Supplied text
-------
Tesla stock lost nearly 1% to 1084.60 on Thursday, closing a fraction below its 21-day line. Shares reversed lower on Wednesday, losing 4.35%. But TSLA stock seems to be several weeks into a possible base. On Thursday, Elon Musk sold more than 934,000 Tesla shares worth just over $1 billion, according to overnight filings.

Rivian stock slid 4.25% to 110.77. It’s working on an IPO base, but is a long way from the 179.57 buy point. Lucid stock, after more than doubling from late October to the Nov. 17 peak, skidded 5.3% to 48.41, but found support near its 21-day. Fisker (FSR) sank nearly 4% to 18.99. FSR stock’s breakout from a 20.71 buy point has now failed.

China EV startups also weakened. Xpeng stock, which broke out on earnings late last month and hit a nine-month high Wednesday morning, tumbled 5.6% to 48.29. Shares closed just above their 48.08 buy point after rebounding near their 50-day moving average. Li Auto stock, another recent breakout that reversed from a nine-month high on Dec. 1, slumped 3.4% to 33.91. It’s now below a 34.93 entry, though it found support at its 21-day line.

Nio stock, the laggard, skidded 5.5%, losing sight of its 200-day line.

A move by the SEC on a delisting law, which essentially only affects U.S.-listed Chinese stocks, could have helped spur selling in Nio, Xpeng and Li Auto. The SEC announcement comes days after Beijing denied a report that it was gearing up to largely end the structure of most overseas listings of Chinese firms. As a practical matter, it could be years before delistings are an imminent threat.
-------
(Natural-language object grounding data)

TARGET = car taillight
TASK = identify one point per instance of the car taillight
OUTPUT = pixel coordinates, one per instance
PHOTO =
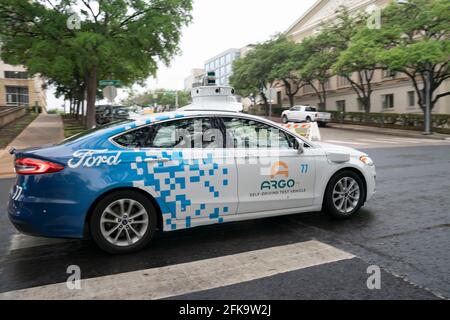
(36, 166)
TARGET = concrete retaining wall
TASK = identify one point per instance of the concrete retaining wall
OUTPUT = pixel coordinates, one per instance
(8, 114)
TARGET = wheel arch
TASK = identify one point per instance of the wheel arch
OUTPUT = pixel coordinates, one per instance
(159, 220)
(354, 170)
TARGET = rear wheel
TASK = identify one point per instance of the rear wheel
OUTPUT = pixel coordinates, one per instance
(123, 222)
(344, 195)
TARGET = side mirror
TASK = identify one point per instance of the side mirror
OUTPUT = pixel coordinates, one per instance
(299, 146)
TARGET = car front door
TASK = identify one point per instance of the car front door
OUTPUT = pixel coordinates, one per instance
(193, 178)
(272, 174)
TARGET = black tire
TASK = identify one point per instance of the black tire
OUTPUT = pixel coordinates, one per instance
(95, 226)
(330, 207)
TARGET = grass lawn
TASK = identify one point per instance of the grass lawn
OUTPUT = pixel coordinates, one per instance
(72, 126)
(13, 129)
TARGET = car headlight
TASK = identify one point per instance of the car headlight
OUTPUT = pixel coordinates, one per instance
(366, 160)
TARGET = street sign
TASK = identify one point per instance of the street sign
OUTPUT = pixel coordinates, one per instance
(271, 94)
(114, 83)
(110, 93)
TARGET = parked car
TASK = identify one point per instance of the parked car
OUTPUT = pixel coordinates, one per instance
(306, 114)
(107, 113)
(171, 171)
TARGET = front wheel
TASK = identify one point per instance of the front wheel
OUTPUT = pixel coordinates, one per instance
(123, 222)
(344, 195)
-------
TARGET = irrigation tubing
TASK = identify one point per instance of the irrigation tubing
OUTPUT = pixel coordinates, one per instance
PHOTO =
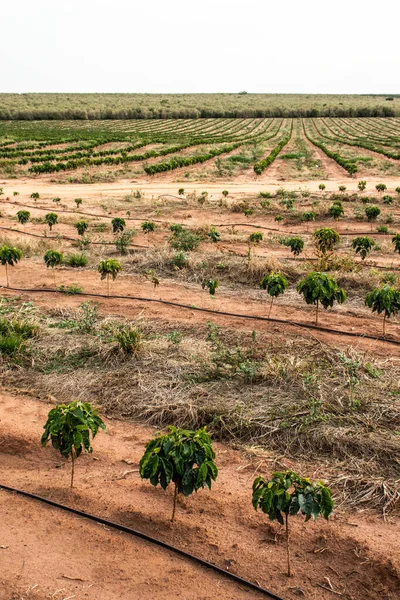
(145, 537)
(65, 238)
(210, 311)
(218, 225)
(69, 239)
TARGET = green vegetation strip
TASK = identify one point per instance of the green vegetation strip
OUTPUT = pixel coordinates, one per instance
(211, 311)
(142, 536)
-------
Aim of the exercise
Rewrite the EV stock report starting at "Rivian stock slid" and ending at "its 200-day line.", replacing "tumbled" with "dropped".

Solved problem
Rivian stock slid 4.25% to 110.77. It’s working on an IPO base, but is a long way from the 179.57 buy point. Lucid stock, after more than doubling from late October to the Nov. 17 peak, skidded 5.3% to 48.41, but found support near its 21-day. Fisker (FSR) sank nearly 4% to 18.99. FSR stock’s breakout from a 20.71 buy point has now failed.

China EV startups also weakened. Xpeng stock, which broke out on earnings late last month and hit a nine-month high Wednesday morning, dropped 5.6% to 48.29. Shares closed just above their 48.08 buy point after rebounding near their 50-day moving average. Li Auto stock, another recent breakout that reversed from a nine-month high on Dec. 1, slumped 3.4% to 33.91. It’s now below a 34.93 entry, though it found support at its 21-day line.

Nio stock, the laggard, skidded 5.5%, losing sight of its 200-day line.